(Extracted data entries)
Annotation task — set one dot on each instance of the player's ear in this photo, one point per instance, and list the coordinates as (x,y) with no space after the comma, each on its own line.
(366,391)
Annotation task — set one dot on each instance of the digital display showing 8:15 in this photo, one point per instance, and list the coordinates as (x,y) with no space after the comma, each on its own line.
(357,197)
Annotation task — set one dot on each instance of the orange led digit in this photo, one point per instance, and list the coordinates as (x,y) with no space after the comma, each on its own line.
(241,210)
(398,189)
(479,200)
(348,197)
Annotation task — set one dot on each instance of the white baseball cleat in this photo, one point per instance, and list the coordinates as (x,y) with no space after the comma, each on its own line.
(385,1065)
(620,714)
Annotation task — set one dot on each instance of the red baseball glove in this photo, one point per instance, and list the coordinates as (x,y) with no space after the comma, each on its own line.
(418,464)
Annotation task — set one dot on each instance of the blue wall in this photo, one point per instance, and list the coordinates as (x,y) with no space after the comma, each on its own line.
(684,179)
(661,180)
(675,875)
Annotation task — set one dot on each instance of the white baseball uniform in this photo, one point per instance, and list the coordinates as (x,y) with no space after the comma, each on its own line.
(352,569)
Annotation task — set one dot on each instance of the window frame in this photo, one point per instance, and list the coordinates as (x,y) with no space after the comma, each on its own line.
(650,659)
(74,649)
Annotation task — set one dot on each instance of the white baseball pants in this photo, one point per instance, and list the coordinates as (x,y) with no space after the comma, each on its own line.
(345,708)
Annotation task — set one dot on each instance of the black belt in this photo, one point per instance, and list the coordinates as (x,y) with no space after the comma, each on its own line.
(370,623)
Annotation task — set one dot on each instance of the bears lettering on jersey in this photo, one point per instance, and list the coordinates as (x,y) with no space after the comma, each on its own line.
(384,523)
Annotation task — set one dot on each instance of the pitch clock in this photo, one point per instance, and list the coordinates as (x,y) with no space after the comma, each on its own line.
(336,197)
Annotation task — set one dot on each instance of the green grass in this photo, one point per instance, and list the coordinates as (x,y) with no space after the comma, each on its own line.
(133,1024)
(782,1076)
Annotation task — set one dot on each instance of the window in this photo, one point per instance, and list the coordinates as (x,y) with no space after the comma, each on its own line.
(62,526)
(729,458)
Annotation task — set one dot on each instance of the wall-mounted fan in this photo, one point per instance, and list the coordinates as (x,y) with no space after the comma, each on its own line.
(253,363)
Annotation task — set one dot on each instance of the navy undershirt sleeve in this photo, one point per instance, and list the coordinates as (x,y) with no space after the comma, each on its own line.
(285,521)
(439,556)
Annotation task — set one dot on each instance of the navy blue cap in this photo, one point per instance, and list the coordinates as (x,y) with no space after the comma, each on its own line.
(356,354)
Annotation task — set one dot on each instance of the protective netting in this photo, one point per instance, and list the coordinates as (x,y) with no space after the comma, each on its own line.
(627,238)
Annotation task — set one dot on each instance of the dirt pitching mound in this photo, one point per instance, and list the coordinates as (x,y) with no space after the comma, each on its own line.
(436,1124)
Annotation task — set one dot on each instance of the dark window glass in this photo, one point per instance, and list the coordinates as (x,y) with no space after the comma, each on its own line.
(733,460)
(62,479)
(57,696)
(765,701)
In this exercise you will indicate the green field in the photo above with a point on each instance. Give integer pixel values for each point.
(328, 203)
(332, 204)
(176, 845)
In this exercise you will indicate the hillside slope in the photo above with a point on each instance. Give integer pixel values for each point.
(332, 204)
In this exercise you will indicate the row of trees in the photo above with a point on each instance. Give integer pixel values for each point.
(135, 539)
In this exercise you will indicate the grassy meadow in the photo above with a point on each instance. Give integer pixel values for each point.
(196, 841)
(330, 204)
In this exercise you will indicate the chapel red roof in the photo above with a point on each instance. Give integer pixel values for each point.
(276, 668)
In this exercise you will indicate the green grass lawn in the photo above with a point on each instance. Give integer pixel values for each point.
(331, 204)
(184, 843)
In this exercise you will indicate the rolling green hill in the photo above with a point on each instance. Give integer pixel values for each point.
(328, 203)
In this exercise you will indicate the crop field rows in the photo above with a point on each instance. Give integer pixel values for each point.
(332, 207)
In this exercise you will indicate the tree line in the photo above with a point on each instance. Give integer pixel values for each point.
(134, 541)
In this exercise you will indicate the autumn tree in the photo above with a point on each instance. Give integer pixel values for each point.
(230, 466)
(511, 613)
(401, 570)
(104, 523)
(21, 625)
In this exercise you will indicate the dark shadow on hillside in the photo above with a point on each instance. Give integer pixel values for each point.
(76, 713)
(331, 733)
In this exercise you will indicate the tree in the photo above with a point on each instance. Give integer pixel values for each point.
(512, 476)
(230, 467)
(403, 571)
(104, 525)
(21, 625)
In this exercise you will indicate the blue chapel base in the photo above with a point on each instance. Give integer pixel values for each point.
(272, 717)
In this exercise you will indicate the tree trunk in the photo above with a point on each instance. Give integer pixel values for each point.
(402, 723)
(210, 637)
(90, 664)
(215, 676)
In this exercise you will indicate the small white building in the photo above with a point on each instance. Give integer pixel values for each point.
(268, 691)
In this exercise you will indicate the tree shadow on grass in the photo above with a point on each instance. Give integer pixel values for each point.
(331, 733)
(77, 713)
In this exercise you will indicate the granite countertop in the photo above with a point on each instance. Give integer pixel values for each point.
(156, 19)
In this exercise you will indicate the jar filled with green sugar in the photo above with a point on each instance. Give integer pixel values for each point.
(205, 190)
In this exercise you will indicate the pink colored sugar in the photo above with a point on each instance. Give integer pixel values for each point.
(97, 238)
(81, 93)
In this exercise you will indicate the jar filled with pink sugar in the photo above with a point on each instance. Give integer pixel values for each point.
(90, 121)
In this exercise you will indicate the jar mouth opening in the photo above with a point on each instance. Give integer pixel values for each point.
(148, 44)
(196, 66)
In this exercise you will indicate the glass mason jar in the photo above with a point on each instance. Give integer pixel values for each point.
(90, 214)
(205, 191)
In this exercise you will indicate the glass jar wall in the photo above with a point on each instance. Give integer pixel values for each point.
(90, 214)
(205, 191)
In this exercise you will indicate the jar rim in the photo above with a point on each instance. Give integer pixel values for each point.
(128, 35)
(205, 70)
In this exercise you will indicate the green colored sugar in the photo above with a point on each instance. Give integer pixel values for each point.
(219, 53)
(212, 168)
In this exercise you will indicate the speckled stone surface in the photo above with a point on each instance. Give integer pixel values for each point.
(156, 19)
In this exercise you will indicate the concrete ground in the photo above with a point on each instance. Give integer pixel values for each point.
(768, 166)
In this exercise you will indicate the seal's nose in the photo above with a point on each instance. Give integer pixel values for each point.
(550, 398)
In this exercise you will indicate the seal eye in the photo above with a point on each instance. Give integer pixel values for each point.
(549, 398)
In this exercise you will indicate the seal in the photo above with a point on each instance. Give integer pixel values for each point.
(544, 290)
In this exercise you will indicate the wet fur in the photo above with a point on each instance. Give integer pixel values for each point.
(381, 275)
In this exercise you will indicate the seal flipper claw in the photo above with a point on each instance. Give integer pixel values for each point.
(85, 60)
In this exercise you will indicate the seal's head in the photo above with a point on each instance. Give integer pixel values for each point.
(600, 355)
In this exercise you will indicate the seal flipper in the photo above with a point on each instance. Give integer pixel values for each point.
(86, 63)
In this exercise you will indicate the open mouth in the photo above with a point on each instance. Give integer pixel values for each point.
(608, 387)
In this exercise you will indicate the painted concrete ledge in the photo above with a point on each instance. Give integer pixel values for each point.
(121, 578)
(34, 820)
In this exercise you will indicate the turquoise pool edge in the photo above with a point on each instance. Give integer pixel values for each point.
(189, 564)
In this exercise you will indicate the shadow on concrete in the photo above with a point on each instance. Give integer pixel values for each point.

*TASK INSTRUCTIONS*:
Exact copies of every record above are required.

*OUTPUT*:
Annotation task — set one dot on each instance of the player's ear in this photo, one point per instance, and list the coordinates as (x,y) with no space after the comma, each on its own line.
(366,391)
Annotation task — set one dot on each instance of the digital display showing 8:15 in this photo, one point per instance, and list the coordinates as (x,y) with no space after the comma, each on its own line.
(357,197)
Annotation task — set one dot on each instance of the orange led digit in this photo, one point per instance, and list the coordinates as (x,y) with no space after the comma, each on its own line.
(241,210)
(398,189)
(479,200)
(348,197)
Annotation task — set one dot on each instance of the white baseball cleat in this photo, one point per instance, and list the coordinates as (x,y) with no space after the comma, each on its own line.
(385,1065)
(620,714)
Annotation task — set one dot on each instance of the red baseball glove in this photo, one point per instance, and list the coordinates as (x,y) with no space after the comma, each on its own line.
(418,464)
Annotation task — set one dot on each instance of the blue wall in this photo, one point per instance, and list the coordinates as (x,y) with no space after the comma, each on its own line.
(684,179)
(661,180)
(675,875)
Annotation task — set one dot on each instance of the white baseball uniform in this photo, one point per instance, and list the coordinates as (x,y) with no space after the comma, each on its own line.
(352,569)
Annotation task — set one dot on each instance of the window frame in this photo, one point per instance, and list the coordinates as (x,y) with no space after the comma, each on its own line.
(650,659)
(74,649)
Annotation task — set one dot on each instance of the white baseball pants in this photo, one point per instance, and list the coordinates as (x,y) with no space after the comma, each on its own line.
(345,708)
Annotation task — set one dot on each instance of the black belt in this photo, one point per instance, and list the coordinates as (x,y) with no space after the comma, each on its own line.
(370,623)
Annotation task — set one dot on each instance of the bears lettering on jersey in this photo, one point per instance, and list the coordinates as (x,y) with no space after the comma, each on its own line.
(384,523)
Annotation task — set one dot on each instance of the pitch clock in this photo, one point per instance, and list the coordinates as (x,y) with no space after the comma, each on its own line.
(336,197)
Annotation task — set one dot on each instance of the green grass in this photo, one point per instance, and list the coordinates as (x,y) with no space after the comma, each on its own line.
(133,1024)
(782,1076)
Annotation task — set one dot on each instance of the window in this photo, one point per instance, and list the coordinates as (x,y) with no space after the comma, each on its own line.
(62,526)
(729,458)
Annotation task — set one dot on each instance of the wall-mounted fan in this photo, one point per instance, and list the coordinates as (x,y) with no space after the comma, each on its own line.
(253,363)
Annotation task — set one dot on each instance of the navy undershirt sleeve in this photo, one point per instance, and list the coordinates as (x,y) with no space after the comma, each on its own line.
(285,521)
(439,556)
Annotation task — set one dot on each instance of the navy blue cap in this photo, one point per instance, and list the coordinates as (x,y) with no space after the comma, each on its own line.
(356,354)
Annotation task — set one dot on each instance of the protective netting in this photo, one point per instance, and list the coordinates as (x,y) with no space after the comma, each on its own line.
(627,238)
Annotation task — set one dot on each instance of the dirt pitching mound in this photo, one point per instance, and list the coordinates as (x,y) with no space after the comma, each on its own line.
(436,1124)
Annotation task — set one dot on each instance of the dark window glass in this photo, one point per instance, and list the coordinates as (x,y) with no space after the comma, each on its own line.
(733,460)
(62,479)
(57,696)
(765,701)
In this exercise you will indicate the green field in the photo above with a point on each instance. Give integer pixel values for each point.
(328, 203)
(332, 204)
(176, 845)
In this exercise you will indicate the hillside slope in the photo above with a point on each instance. Give integer pixel values for each point.
(332, 204)
In this exercise you will indicate the row of trees in the photo above with a point on each instance. Give integer pixel values for each point.
(135, 539)
In this exercise you will indicate the grassy meadow in the photo above with a point on each instance. Give integer pixel values for each point.
(196, 841)
(330, 204)
In this exercise you will indicate the chapel red roof in the photo above with a point on each instance. Give integer pixel values for each point.
(276, 668)
In this exercise you will indicate the green grass lawn in the photo above with a point on each instance. Give integer pixel values for each point.
(331, 204)
(184, 843)
In this exercise you will indicate the rolling green hill in the photo above with a point on each instance. Give integer pixel values for each point.
(328, 203)
In this exercise you will indicate the crop field rows in the photo above with a point on each instance. Give integer pixel values for each point.
(332, 207)
In this exercise you will indicate the tree line in the photo above with a point on each instance. Give integer pixel values for each point.
(134, 541)
In this exercise you will indicate the autumn tree in the photo above with a point on each instance. Give integer pixel values for each point.
(230, 466)
(511, 613)
(401, 570)
(104, 523)
(21, 625)
In this exercise you will indicate the dark shadow on hillside in the photo above with a point on each instance. Give integer pixel values for each point.
(76, 713)
(331, 733)
In this exercise you will indicate the tree in the photo above with a point on each instance. Give integer pixel values for each point.
(512, 476)
(230, 467)
(403, 571)
(104, 525)
(21, 625)
In this exercise you will indicate the blue chapel base in the photo above with a point on each instance. Give integer pixel values for each point.
(272, 717)
In this exercise you will indicate the tree trunk in the photo above with a point on each instance. Give integer pixel values for each point.
(402, 723)
(210, 637)
(90, 664)
(215, 676)
In this exercise you will indicate the small white building in the photo above with a point on each instance. Give integer pixel values for each point.
(268, 691)
In this exercise you will indicate the tree shadow on grass in the photo above with a point on each instance. Give integer pixel values for each point.
(331, 733)
(77, 713)
In this exercise you will indicate the granite countertop in the photo above with a point on each instance. Give integer pixel values for each point.
(156, 19)
In this exercise you will indicate the jar filled with green sugar in the photo above with a point on each instance. Give integer pixel values for each point.
(205, 190)
In this exercise you will indicate the pink colored sugar in the photo above with a point on each instance. Give integer pixel values for each point.
(97, 238)
(81, 93)
In this exercise you will indicate the jar filled with pink sugar in the photo above with a point on each instance. Give integer pixel values for each point.
(90, 121)
In this exercise you will indicate the jar mouth opening in the photo above with a point on each instance. Give integer pixel values for each point.
(148, 44)
(196, 66)
In this exercise you will indicate the glass mason jar in the photo above with a point on each instance. Give integer pixel values for each point.
(90, 214)
(205, 191)
In this exercise you will indicate the glass jar wall in the photo above with a point on each instance. Give integer pixel values for each point.
(90, 214)
(205, 191)
In this exercise you will indicate the jar rim in the photo above with a point on each instance. Give integer pixel values for each point.
(128, 35)
(205, 70)
In this exercise you will indicate the green colored sugar in the photo above with a point on each instance. Give integer pixel values for each point.
(219, 53)
(212, 168)
In this exercise you will indicate the speckled stone surface in the photo above with a point on each instance. Give integer pixel values for each point.
(156, 19)
In this exercise you will indicate the concrete ground in the photo above with a point on each instance. Give integer pixel values for each point.
(768, 166)
In this exercise you will indicate the seal's nose in the photo above with a point on each instance. Give integer pixel values for each point.
(550, 398)
In this exercise you will indicate the seal eye in the photo above with a point on each instance. Give integer pixel values for each point.
(549, 398)
In this exercise you will indicate the seal in the photo above with a point on each instance. Give integer pixel values for each point.
(544, 290)
In this exercise you will indicate the wet fur in the photo above with a point on each instance. Give integer pixel values for each point.
(381, 275)
In this exercise you will indicate the seal flipper claw in the photo above with a point on each instance. Give integer pixel values for each point.
(85, 60)
In this exercise you will indicate the seal's head in the photo above with a point on each instance. Give integer pixel values for each point.
(600, 355)
In this exercise you will indicate the seal flipper in the photo above with a point on each instance. Give integer pixel values for each point.
(86, 63)
In this exercise you will indicate the open mouth in the photo above with a point on each instance. Give integer pixel values for each point.
(608, 387)
In this exercise you will indicate the painted concrete ledge in the photo above with a point on each instance. Give integer pixel values for each point.
(121, 578)
(34, 820)
In this exercise you will indicate the turquoise pool edge in the photo above with a point on each instance. Give integer pixel values for each point.
(189, 564)
In this exercise you will indicate the shadow on concrete in the photo above with a point on each instance. Give integer pixel values for each point.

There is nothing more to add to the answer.